* _WORK TO BE COMPLETED_:
Can you pull out every one of the records below, copying each line word for word with no changes?
begin EXERCISE INPUTS
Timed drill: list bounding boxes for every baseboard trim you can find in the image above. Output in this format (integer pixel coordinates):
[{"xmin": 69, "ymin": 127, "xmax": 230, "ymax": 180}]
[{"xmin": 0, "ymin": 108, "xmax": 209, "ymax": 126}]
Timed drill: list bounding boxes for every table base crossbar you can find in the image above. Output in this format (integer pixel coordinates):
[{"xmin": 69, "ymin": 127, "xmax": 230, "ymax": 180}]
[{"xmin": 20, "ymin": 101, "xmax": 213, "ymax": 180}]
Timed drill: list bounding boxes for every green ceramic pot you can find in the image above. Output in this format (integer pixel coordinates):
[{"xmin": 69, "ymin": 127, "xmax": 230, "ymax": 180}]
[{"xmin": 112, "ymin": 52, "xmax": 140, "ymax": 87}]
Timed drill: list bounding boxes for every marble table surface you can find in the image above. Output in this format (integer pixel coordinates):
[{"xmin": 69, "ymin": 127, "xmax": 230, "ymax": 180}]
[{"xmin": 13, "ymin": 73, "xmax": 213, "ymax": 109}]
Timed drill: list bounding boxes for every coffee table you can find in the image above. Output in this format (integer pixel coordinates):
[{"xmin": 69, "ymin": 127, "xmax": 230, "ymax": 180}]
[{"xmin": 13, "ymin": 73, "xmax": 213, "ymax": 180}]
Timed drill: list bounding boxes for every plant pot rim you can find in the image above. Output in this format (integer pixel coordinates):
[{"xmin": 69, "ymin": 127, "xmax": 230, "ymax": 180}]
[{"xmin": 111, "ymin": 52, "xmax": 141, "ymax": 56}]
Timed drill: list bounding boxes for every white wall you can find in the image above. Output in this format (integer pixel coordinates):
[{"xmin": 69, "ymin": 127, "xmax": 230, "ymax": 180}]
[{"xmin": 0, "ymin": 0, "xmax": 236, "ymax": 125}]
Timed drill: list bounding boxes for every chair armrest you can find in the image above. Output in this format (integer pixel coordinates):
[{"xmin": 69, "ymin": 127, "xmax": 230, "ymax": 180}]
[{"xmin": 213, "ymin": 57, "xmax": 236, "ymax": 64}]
end EXERCISE INPUTS
* _PROBLEM SOLUTION_:
Timed drill: list bounding boxes for every baseboard trim you can find in the image above. Output in this format (integer pixel coordinates):
[{"xmin": 69, "ymin": 127, "xmax": 230, "ymax": 180}]
[{"xmin": 0, "ymin": 108, "xmax": 209, "ymax": 126}]
Timed drill: list bounding boxes for every table base crossbar you can find in the image above. Output in this format (integer pixel coordinates):
[{"xmin": 69, "ymin": 127, "xmax": 230, "ymax": 180}]
[{"xmin": 20, "ymin": 101, "xmax": 213, "ymax": 180}]
Timed drill: list bounding boxes for every green ceramic pot you can find in the image above. Output in this format (integer pixel coordinates):
[{"xmin": 69, "ymin": 127, "xmax": 230, "ymax": 180}]
[{"xmin": 112, "ymin": 52, "xmax": 140, "ymax": 87}]
Timed drill: list bounding boxes for every marble table surface you can find in the image above. Output in this format (integer pixel coordinates):
[{"xmin": 69, "ymin": 127, "xmax": 230, "ymax": 180}]
[{"xmin": 13, "ymin": 73, "xmax": 213, "ymax": 109}]
Timed drill: list bounding boxes for every coffee table you can find in the image above. Output in this format (integer pixel coordinates):
[{"xmin": 69, "ymin": 127, "xmax": 230, "ymax": 180}]
[{"xmin": 13, "ymin": 73, "xmax": 213, "ymax": 180}]
Timed drill: list bounding boxes for every plant pot rim you can find in the image above. Output in this format (integer pixel coordinates):
[{"xmin": 69, "ymin": 127, "xmax": 230, "ymax": 180}]
[{"xmin": 111, "ymin": 52, "xmax": 141, "ymax": 56}]
Timed drill: list bounding boxes for every white wall you can find in the image above. Output in this format (integer pixel coordinates):
[{"xmin": 69, "ymin": 127, "xmax": 230, "ymax": 180}]
[{"xmin": 0, "ymin": 0, "xmax": 236, "ymax": 125}]
Timed drill: list bounding boxes for every chair armrest you can find in the image above. Output in this format (integer pixel coordinates):
[{"xmin": 69, "ymin": 127, "xmax": 230, "ymax": 180}]
[{"xmin": 213, "ymin": 57, "xmax": 236, "ymax": 64}]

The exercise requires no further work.